[Point localization data]

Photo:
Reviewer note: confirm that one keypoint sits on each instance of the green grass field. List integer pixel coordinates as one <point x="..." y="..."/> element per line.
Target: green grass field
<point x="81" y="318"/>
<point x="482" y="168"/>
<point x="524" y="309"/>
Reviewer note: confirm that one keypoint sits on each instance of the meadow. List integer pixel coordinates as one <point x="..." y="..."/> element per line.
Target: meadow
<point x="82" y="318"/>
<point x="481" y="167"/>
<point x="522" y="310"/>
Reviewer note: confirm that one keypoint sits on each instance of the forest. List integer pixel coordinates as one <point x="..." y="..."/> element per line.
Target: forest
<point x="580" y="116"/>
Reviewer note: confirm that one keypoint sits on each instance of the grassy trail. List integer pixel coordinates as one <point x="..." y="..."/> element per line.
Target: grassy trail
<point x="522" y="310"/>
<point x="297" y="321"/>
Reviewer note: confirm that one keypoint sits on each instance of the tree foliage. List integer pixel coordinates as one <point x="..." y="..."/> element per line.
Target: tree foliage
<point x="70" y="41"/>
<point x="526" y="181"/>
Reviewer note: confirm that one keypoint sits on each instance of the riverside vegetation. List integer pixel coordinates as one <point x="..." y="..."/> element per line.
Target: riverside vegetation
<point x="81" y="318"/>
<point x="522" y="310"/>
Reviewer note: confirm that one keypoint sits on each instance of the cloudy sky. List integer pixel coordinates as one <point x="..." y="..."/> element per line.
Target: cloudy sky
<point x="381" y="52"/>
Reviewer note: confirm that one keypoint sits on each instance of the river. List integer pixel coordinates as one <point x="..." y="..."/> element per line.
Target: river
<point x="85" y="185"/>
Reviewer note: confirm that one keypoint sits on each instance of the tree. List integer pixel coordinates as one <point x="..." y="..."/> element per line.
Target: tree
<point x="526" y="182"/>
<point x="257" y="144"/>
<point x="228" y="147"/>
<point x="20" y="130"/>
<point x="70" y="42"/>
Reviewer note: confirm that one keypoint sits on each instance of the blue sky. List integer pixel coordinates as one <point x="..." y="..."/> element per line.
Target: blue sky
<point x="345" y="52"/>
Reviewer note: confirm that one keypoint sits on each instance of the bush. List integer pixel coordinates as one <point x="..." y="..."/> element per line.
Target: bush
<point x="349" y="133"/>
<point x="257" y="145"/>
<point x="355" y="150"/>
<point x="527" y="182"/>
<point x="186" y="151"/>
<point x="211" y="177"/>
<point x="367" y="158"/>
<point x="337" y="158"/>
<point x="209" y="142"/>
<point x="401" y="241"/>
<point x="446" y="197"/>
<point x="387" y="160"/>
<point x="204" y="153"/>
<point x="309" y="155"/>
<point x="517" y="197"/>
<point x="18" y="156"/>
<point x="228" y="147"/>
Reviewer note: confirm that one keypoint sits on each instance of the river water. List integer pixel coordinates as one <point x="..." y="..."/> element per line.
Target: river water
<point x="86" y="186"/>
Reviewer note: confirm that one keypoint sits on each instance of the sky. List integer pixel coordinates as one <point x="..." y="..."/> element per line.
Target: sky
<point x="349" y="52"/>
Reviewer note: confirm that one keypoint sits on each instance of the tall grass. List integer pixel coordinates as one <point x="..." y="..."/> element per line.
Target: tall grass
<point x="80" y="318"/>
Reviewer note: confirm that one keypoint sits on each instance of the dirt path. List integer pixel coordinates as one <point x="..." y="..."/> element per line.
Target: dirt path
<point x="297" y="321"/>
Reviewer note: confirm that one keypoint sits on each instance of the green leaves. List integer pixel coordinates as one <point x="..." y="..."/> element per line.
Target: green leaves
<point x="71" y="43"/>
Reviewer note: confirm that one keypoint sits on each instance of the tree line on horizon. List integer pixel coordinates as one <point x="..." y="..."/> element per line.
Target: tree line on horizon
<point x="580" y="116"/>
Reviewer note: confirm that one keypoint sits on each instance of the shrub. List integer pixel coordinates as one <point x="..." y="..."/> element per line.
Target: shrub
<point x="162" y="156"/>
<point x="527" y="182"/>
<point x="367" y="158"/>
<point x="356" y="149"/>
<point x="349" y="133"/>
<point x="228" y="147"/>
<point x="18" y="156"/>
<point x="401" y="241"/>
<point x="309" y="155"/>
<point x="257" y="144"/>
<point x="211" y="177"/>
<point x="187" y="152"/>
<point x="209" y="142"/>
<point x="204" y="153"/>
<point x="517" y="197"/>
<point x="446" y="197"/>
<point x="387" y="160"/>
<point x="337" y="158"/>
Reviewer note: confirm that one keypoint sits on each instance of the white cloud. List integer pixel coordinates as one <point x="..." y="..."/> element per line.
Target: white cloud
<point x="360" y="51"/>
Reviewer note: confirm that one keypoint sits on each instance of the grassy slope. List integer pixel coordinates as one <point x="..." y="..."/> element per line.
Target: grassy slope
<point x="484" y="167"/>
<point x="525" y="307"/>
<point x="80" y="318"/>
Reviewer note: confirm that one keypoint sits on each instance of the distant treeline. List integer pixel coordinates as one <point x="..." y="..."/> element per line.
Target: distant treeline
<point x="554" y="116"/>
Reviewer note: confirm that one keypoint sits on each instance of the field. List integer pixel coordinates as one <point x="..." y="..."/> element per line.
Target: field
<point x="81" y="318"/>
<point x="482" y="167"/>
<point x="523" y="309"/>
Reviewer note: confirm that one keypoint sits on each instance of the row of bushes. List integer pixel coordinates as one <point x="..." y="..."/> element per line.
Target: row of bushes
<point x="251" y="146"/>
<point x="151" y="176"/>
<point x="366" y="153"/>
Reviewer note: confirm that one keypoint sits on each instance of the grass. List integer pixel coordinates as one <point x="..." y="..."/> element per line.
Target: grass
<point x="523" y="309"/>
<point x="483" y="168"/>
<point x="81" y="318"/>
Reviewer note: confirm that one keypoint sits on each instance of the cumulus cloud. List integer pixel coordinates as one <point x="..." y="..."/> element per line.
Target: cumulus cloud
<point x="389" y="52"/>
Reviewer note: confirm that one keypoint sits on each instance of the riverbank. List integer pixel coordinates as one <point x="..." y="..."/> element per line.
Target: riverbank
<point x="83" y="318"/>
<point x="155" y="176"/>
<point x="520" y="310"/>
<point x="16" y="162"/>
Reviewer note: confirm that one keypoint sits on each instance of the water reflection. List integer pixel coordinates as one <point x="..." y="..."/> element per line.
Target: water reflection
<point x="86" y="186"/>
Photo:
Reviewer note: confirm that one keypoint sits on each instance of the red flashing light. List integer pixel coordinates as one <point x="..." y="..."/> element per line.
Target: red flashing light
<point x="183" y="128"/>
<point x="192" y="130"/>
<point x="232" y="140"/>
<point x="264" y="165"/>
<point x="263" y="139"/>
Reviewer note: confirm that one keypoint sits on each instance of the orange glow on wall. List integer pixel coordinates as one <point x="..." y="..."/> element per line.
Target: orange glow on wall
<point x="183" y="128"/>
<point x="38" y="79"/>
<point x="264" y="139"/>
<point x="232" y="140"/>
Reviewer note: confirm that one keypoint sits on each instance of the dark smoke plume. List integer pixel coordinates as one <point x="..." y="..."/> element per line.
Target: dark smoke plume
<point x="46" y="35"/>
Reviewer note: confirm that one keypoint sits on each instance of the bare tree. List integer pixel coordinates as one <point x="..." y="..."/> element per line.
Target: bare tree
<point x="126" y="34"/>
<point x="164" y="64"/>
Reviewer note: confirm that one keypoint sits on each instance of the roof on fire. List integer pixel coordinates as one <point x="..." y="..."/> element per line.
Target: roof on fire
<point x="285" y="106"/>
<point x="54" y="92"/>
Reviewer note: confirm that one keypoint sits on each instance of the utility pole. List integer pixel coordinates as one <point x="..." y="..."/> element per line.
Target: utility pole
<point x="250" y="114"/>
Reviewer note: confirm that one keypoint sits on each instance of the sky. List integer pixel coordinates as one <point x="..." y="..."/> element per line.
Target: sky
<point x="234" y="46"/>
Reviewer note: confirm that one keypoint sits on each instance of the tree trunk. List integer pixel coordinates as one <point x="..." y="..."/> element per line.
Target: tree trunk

- [Action item] Copy out the lines above exactly, beginning at the one that contains "Target: tree line on horizon" and ending at the one that contains "of the shrub.".

- [Solution to this task]
Target: tree line on horizon
<point x="580" y="116"/>
Reviewer note: confirm that one keypoint sits on each instance of the shrub. List integer pixel coordinates as one <point x="..." y="..."/> element per line.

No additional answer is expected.